_Problem to solve_
Reproduce the data exactly.

── Data provided ──

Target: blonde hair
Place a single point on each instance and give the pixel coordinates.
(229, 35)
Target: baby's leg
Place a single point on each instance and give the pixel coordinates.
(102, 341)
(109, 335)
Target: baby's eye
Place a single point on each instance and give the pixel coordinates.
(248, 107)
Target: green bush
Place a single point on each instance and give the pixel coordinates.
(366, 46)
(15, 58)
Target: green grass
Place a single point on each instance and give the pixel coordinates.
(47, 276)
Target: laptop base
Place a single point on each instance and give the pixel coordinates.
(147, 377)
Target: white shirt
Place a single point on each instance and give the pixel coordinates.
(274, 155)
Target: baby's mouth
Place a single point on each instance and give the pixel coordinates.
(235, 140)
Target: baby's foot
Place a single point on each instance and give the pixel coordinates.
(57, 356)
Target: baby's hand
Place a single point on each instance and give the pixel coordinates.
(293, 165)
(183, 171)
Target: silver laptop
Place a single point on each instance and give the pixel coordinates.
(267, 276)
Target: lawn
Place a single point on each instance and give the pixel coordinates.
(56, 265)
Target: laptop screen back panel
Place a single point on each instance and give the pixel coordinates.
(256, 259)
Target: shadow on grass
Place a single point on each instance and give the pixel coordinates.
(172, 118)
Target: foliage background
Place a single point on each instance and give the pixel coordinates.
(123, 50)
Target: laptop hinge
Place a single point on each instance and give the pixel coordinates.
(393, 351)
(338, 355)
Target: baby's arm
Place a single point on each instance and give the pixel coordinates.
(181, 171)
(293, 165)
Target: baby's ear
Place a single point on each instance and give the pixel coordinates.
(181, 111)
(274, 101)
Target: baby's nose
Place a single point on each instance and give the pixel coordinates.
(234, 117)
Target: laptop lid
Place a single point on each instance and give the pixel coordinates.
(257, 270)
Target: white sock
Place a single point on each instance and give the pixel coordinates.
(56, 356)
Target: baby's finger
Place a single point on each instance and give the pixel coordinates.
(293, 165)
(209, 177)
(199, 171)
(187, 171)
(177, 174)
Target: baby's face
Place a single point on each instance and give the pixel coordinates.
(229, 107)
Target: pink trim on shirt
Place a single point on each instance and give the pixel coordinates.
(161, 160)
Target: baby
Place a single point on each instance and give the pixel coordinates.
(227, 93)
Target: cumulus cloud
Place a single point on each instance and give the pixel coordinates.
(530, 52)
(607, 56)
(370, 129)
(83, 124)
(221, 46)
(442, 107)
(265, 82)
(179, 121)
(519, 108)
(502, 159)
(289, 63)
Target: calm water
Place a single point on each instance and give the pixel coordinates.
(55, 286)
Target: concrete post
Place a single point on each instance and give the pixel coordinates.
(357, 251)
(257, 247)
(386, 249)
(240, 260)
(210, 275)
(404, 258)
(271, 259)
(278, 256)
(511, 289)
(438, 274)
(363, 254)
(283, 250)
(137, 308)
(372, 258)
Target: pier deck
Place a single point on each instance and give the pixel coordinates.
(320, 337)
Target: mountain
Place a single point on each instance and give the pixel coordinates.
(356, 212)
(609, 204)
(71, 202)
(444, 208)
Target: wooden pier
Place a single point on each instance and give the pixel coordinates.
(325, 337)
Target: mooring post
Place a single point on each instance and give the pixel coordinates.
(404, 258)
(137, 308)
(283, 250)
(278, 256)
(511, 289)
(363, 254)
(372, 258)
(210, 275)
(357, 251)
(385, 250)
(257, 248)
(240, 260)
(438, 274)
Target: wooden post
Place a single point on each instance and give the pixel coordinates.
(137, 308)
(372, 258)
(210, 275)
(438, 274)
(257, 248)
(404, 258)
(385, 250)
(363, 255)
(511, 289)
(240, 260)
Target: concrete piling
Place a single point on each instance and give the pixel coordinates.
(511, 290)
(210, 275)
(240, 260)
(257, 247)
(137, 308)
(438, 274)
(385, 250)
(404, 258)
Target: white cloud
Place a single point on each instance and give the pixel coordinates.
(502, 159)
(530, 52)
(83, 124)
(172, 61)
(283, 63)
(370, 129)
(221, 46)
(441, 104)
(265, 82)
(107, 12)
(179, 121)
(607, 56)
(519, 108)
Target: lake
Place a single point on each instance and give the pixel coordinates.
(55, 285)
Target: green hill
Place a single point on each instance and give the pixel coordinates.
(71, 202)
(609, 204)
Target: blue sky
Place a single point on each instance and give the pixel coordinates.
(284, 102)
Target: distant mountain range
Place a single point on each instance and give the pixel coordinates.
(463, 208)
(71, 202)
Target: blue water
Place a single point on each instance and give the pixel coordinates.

───

_Solution to this exercise_
Target: blonde hair
Place a single point on each instance and give the pixel coordinates.
(229, 35)
Target: baby's leg
Place a single point on each instance and give the pixel coordinates.
(102, 341)
(109, 335)
Target: baby's eye
Place a single point on each instance and give the pixel coordinates.
(248, 107)
Target: green bush
Place a single point on each instance and give the pixel coordinates.
(366, 46)
(15, 58)
Target: green grass
Place a single point on each instance and give the pixel coordinates.
(47, 276)
Target: laptop base
Place a single point on each instance and give the pixel coordinates.
(147, 377)
Target: white shirt
Place a single point on each instance and give the pixel coordinates.
(274, 155)
Target: baby's mouth
Place a single point on each instance and give the pixel coordinates.
(235, 140)
Target: baby's foot
Place a single point on each instance and give the pixel coordinates.
(57, 356)
Target: baby's hand
Place a single point on each instance and give the pixel coordinates.
(293, 165)
(183, 171)
Target: silver laptop
Place a single point on each instance and give the pixel coordinates.
(267, 276)
Target: lawn
Place a single point on each instance and give the pixel coordinates.
(56, 265)
Target: laptop screen back panel
Place a single point on each instance and give the pixel coordinates.
(256, 259)
Target: shadow on grass
Place a single point on each instance and give the pixel coordinates.
(172, 118)
Target: foliage background
Place a single point on each instance and give the pixel coordinates.
(123, 50)
Target: laptop hinge
Place a single point on each instance and give the pixel coordinates.
(393, 351)
(338, 355)
Target: baby's arm
Place a single point on each instance and give the pixel coordinates.
(181, 171)
(293, 165)
Target: baby's ear
Place a single point on each instance and give the pixel coordinates.
(181, 111)
(274, 101)
Target: baby's nose
Place a single point on each instance and give the pixel coordinates.
(234, 117)
Target: laptop lid
Place a single point on each instance and give the pixel coordinates.
(257, 270)
Target: white sock
Place a single point on each instance and give the pixel coordinates.
(56, 356)
Target: baby's finger
Place a single point on each instance and give the pixel coordinates.
(293, 165)
(209, 177)
(199, 171)
(187, 171)
(177, 174)
Target: baby's face
Place a single point on each instance and give the pixel coordinates.
(229, 107)
Target: pink trim on shirt
Place a single point on each instance and give the pixel coordinates.
(161, 160)
Target: baby
Place a single point on each instance and give the pixel coordinates.
(227, 93)
Target: cumulus cloud
Place a single point on each instance and give the pixel coordinates.
(530, 52)
(607, 56)
(370, 129)
(83, 124)
(221, 46)
(442, 107)
(265, 82)
(179, 121)
(519, 108)
(502, 159)
(289, 63)
Target: calm water
Place a single point on each instance and give the pixel coordinates.
(55, 286)
Target: concrete post
Place a single point on each instance and give the pixel coordinates.
(357, 251)
(257, 247)
(386, 249)
(240, 260)
(210, 275)
(404, 258)
(271, 259)
(278, 256)
(511, 289)
(438, 274)
(363, 254)
(283, 250)
(137, 308)
(372, 258)
Target: pier deck
Place a single point on each instance and give the pixel coordinates.
(320, 337)
Target: mountain
Place a single point on each instance and give the pixel coordinates.
(356, 212)
(609, 204)
(71, 202)
(444, 208)
Target: wooden pier
Place a single point on each instance and give the pixel coordinates.
(325, 337)
Target: mooring post
Place a single point on each instance and give the pixel coordinates.
(404, 258)
(137, 308)
(283, 250)
(278, 256)
(511, 289)
(363, 254)
(372, 258)
(210, 275)
(357, 251)
(385, 250)
(257, 248)
(240, 260)
(438, 274)
Target: wooden post
Place a single point on each instance and give the pixel coordinates.
(137, 308)
(372, 258)
(210, 275)
(438, 274)
(257, 248)
(404, 258)
(385, 250)
(363, 255)
(511, 289)
(240, 260)
Target: concrete piling
Place a single point on each instance and give the pixel coordinates.
(511, 290)
(210, 275)
(240, 260)
(257, 247)
(137, 308)
(438, 274)
(385, 250)
(404, 258)
Target: white cloud
Place a single point on each instance and give the pixel coordinates.
(502, 159)
(530, 52)
(83, 124)
(172, 61)
(283, 63)
(370, 129)
(221, 46)
(441, 104)
(265, 82)
(107, 12)
(179, 121)
(607, 56)
(519, 108)
Target: lake
Place a single point on each instance and give the pixel coordinates.
(55, 285)
Target: green hill
Place a single point on each instance and give the pixel coordinates.
(71, 202)
(609, 204)
Target: blue sky
Place a single point on each instance and give the pixel coordinates.
(284, 102)
Target: distant mountain range
Place a single point on each instance and give the pixel coordinates.
(463, 208)
(71, 202)
Target: blue water
Place a single point on each instance and give the pixel coordinates.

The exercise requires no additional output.